→ Goal of the exercise
Below are the records; retype them exactly and omit each picture.
---*---
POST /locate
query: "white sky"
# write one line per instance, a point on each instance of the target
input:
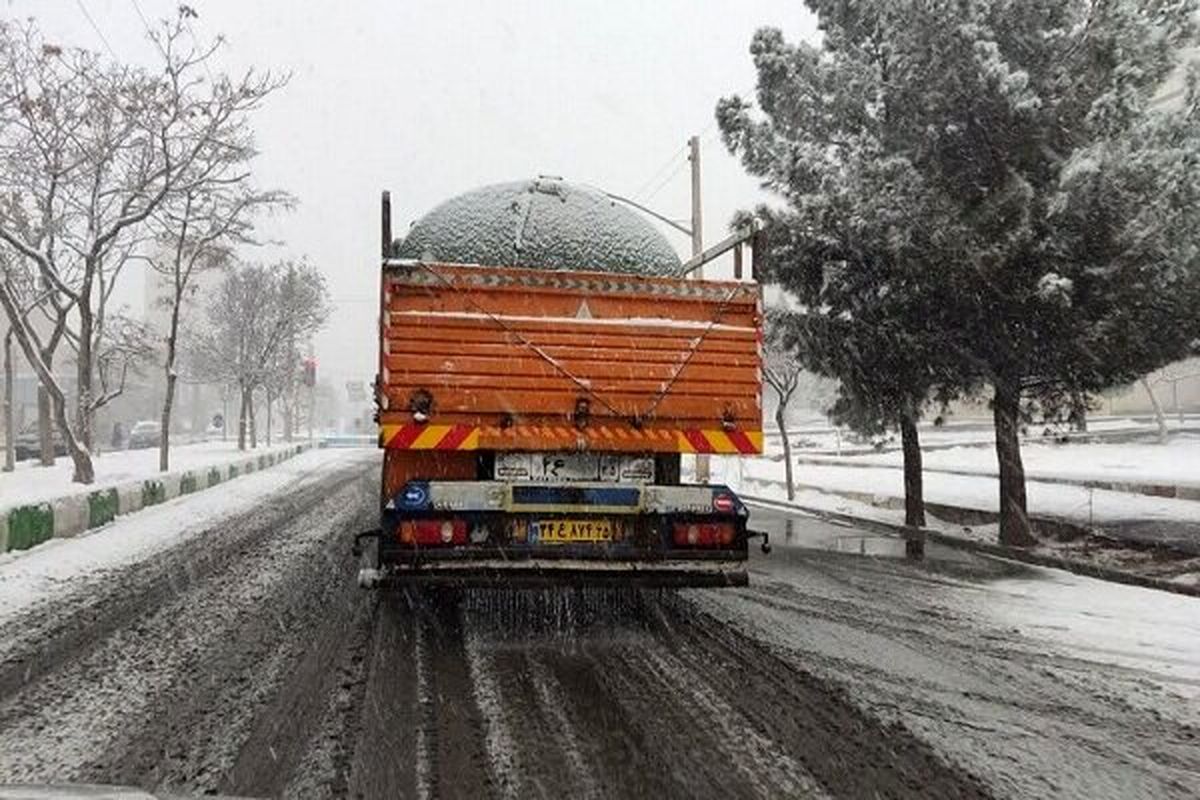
(432, 98)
---*---
→ Answer box
POST /locate
query: "white sky"
# write one line per instance, a point on each instance of the target
input:
(432, 98)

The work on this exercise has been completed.